- Selection:
= = = =
While implementing these plugins, I encountered several problems/bugs:
- Documentation. To be honest, the documentation for KFilePlugin et.al. sucks.
Most of the interesting methods are not documented at all. This wouldn't
really be a problem, were there a descent tutorial about KFile plugins. This
is *really* needed, because a KFile-plugin is *the* opportunity for
KDE/QT-newbies to produce something useful quickly without digging too deep
into kdelibs. But since complaining isn't helping anyone, I volunteer on
updating/completing the relevant documentation.
- Four of the five plugins deal with text files. I'm planning on writing even
more kfile-plugins, among them: kate-project, python source, quanta webprj,
icalendar, docbook, rtf, java, vcalendar (if not already there) and vcard (if
not already there). All these are actually (more or less) human-readable text
files. So these could benefit from the meta information of the generic
kfile_txt plugin that extracts line count, word count, etc. However, the
current KFile/KDE API does not permit "mimetype-specialization", which would
be needed to e.g. declare a text/x-latex file to be a specialization of
text/plain. This would also solve the file association problem when e.g. a
new text editor is installed and you want to update all text-based formats to
use this new editor.
- What happens if two mimetypes contain the same filename pattern? AFAICS,
this is handled on a first-come-first-serve basis. This, however, is not
satisfactory, as e.g. the types text/x-tex and text/x-latex contain the same
pattern (*.tex), but are completely different in nature. I'm proposing to use
the filename pattern only as a hint, and determine the actual filetype based
on the content.
- Konqueror (in KDE 3.4.1) does not show any meta-information of a text-based
mimetype, if there is no KFile plugin for that mimetype. Specialization would
help here.
= = = =
- Written task:
Write the next part of the post about KFile plugins, picking up after its last sentence.

- Recorded data:
= = = =
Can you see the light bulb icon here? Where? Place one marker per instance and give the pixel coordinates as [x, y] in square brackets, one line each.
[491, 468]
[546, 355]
= = = =
- Result of this exercise:
- Some of the mimetypes have to be updated (if possible):
- text/x-tex includes the patterns *.tex (good) and *.ltx (bad). *.ltx
stands for LaTeX files, which generally have only little in common with plain
TeX files. Also, I think the patterns *.sty and *.cls should get their own
mimetypes.
- text/x-c++hdr does not include the pattern "*.h", obviously because this
is reserved by text/x-chdr. This, too, would be solved by determining the
mimetype based on content.
- text/x-objchdr does not have any filename pattern.
- I guess Tenor in KDE4 will use KFile-plugins (or whatever there will be for
KDE4) to extract meta information from files. However, the current API is not
sufficient for that. Say that I'm a java-programmer who uses Javadoc and want
to use the KDE search-tool to look for a certain Java-method. I know that I
just could use the fulltext search from text-files but that will most
probably return a lot of noise, when the generated documentation is searched.
So here the kfile-plugins should be able to extract a list of Java-Methods
from a Java-file (it would be cool to even extract the method signature :)
and assign a high priority to that information, since it's more relevant than
the same words in the documentation. Right now, they are restricted to
extract only a summary of a file's content (such as the number of methods in
a java file, which is rather uninteresting)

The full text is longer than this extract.